▶ _SOURCE DOCUMENT_
■ ■ ■ ■ ■ ■ ■
[comp.theory] Article of interest in this month's issue of CACM

pugh@CS.UMD.EDU (Bill Pugh) (06/01/90)

There is an article appearing this month (June) in CACM that should be of
interest to many theoretical computer scientists as well as practitioners. The
paper describes a new simple, efficient and practical alternative to balanced
trees. I've enclosed an overview of the paper below.

  Part of the reason for posting this note is that a number people in
the theory community have noted that they routinely ignore CACM. Hopefully,
this can be changed if more good papers are submitted to CACM.

  In addition to the paper in CACM, a number of follow-on papers have been
generated. Files associated with skip lists, such as overviews, postscript
versions of papers and source code libraries are available for anonymous
ftp from mimsy.cs.umd.edu (in the directory pub/skipLists).
■ ■ ■ ■ ■ ■ ■
▶ _MATERIALS PROVIDED_
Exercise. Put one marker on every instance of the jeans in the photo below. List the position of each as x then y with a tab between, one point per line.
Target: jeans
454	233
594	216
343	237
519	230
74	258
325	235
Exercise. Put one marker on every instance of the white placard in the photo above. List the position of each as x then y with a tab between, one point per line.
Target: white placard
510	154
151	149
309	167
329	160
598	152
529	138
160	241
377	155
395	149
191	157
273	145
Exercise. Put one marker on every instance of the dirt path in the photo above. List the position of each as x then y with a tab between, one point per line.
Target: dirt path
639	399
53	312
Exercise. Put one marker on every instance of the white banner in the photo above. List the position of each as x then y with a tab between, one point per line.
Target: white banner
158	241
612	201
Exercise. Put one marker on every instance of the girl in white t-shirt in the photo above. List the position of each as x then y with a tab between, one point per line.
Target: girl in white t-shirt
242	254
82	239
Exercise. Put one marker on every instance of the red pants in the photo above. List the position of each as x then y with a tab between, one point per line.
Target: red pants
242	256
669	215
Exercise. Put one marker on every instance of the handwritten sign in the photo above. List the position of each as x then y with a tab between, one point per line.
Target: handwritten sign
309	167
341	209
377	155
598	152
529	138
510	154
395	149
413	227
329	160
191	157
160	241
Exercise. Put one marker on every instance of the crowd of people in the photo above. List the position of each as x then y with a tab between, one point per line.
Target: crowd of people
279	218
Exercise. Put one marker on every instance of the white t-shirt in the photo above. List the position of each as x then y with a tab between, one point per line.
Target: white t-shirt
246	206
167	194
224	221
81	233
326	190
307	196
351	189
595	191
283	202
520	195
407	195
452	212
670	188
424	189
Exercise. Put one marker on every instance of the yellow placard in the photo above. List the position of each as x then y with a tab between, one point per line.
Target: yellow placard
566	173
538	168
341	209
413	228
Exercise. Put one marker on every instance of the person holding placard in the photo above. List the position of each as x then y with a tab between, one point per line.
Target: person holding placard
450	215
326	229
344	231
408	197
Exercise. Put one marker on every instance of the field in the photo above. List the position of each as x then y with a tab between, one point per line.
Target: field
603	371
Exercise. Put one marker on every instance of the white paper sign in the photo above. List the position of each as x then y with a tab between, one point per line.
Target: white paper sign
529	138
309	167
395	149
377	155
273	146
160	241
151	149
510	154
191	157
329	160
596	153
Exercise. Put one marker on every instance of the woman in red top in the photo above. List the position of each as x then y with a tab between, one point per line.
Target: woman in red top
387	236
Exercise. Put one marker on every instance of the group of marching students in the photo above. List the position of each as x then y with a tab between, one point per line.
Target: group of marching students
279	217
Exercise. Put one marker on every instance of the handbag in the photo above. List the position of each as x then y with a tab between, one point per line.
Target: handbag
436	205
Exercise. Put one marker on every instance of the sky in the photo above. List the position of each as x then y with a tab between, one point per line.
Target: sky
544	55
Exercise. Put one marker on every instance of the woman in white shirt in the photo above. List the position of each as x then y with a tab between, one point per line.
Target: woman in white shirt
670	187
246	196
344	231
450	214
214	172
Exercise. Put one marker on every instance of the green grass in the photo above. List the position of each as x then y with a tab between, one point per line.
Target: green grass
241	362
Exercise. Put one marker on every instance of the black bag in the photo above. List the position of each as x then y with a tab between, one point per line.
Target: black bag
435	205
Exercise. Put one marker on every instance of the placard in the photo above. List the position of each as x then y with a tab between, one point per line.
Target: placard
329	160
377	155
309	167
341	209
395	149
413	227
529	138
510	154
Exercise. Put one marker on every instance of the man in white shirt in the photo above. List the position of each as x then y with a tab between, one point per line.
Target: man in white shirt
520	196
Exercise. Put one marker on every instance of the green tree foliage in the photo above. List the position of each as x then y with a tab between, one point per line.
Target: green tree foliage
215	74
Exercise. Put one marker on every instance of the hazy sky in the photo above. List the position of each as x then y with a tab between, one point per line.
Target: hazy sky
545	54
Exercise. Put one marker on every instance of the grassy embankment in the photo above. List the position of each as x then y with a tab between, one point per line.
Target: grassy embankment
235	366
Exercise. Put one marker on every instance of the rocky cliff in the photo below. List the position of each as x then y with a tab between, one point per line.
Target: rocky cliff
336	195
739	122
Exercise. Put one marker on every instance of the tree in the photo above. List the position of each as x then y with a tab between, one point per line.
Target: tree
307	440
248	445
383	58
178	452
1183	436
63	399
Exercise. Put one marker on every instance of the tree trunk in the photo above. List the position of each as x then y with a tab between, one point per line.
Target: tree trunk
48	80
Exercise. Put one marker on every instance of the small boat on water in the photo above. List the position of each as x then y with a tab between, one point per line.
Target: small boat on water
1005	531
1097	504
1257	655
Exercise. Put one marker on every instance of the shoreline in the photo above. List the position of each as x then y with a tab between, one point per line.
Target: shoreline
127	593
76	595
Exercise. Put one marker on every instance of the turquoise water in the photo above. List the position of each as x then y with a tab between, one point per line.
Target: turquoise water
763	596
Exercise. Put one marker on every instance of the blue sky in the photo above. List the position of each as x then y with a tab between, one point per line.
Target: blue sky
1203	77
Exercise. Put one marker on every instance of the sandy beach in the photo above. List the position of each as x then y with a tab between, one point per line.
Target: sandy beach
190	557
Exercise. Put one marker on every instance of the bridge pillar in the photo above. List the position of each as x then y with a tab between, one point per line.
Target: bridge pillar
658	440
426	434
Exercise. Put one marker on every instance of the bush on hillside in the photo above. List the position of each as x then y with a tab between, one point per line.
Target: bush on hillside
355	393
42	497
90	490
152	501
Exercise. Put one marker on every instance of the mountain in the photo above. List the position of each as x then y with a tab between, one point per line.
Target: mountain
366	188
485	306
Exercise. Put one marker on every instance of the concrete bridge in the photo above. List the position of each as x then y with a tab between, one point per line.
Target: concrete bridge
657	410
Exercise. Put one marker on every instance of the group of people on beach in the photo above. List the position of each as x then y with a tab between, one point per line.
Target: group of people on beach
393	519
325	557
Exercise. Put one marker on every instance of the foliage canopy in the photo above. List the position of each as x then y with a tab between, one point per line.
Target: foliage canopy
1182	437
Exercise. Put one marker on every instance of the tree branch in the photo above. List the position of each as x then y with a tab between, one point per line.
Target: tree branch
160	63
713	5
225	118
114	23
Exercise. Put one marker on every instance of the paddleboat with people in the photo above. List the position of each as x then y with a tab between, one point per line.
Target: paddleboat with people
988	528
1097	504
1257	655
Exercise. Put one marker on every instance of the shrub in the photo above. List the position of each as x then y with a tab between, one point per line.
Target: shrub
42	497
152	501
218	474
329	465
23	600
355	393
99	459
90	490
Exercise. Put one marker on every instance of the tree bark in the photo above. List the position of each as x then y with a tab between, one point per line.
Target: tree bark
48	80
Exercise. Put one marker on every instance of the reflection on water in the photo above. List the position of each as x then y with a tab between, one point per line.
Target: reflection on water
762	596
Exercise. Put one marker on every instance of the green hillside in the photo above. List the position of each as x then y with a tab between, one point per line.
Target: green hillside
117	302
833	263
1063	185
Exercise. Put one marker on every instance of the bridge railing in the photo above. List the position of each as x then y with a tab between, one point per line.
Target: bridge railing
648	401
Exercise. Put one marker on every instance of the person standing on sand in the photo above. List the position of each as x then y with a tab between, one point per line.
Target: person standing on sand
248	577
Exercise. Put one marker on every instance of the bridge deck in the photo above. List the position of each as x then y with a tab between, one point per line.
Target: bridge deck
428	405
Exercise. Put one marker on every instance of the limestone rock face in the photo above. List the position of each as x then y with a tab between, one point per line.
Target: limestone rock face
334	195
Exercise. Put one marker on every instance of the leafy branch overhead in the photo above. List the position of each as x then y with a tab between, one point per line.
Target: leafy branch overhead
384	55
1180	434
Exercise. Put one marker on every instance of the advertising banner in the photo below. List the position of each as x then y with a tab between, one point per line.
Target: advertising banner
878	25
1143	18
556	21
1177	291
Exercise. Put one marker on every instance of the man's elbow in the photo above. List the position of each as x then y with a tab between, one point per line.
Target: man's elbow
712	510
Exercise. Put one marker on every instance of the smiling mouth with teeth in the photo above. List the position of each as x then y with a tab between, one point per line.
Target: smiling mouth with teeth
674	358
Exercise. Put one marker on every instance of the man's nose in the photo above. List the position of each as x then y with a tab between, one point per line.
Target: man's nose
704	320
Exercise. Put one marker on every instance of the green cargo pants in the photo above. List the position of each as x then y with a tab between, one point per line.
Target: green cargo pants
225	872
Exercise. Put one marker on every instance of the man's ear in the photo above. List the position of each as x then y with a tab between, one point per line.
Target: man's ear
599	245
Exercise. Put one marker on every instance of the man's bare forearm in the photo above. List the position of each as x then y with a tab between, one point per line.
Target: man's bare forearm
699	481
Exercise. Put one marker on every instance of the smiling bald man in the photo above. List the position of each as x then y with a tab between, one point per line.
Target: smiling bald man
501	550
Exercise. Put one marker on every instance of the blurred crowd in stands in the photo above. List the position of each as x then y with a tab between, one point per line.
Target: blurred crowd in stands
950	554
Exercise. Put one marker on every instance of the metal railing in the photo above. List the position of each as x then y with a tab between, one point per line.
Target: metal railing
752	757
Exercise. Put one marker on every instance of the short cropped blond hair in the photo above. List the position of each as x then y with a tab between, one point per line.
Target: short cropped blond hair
■ ■ ■ ■ ■ ■ ■
▶ _TASK SET_
- a) Count the lines in the listing that contain the string "turquoise", treating case as significant, and reply with the number alone.
- b) Extend the comp.theory post about skip lists, picking up after its last sentence.
The listing is unrelated to the post about skip lists.

▶ _RESULTS OF THE TASKS_
- a) 2

- b)
	Bill Pugh
	Dept. of Computer Science
	University of Maryland,
	College Park MD 20742
	pugh@cs.umd.edu


----------------------------------------------------------------------

	        CACM, June 1990, pages 668-676
    Skip Lists: a Probabilistic Alternative to Balanced Trees

                        William Pugh,
                Department of Computer Science
           and Institute for Advanced Computer Studies,
              University of Maryland, College Park

			Overview

Skip lists are a data structure that can be used in place of balanced trees.
Skip lists use probabilistic balancing rather than strictly enforced balancing
and as a result the algorithms for insertion and deletion in skip lists are
much simpler and significantly faster than equivalent algorithms for balanced
trees (although only by constant factors).

Binary trees can be used for representing abstract data types such as
dictionaries and ordered lists. They work well when the elements are inserted
in a random order. Some sequences of operations, such as inserting the
elements in order, produce degenerate data structures that give very poor
performance. If it were possible to randomly permute the list of items to be
inserted, trees would work well with high probability for any input sequence.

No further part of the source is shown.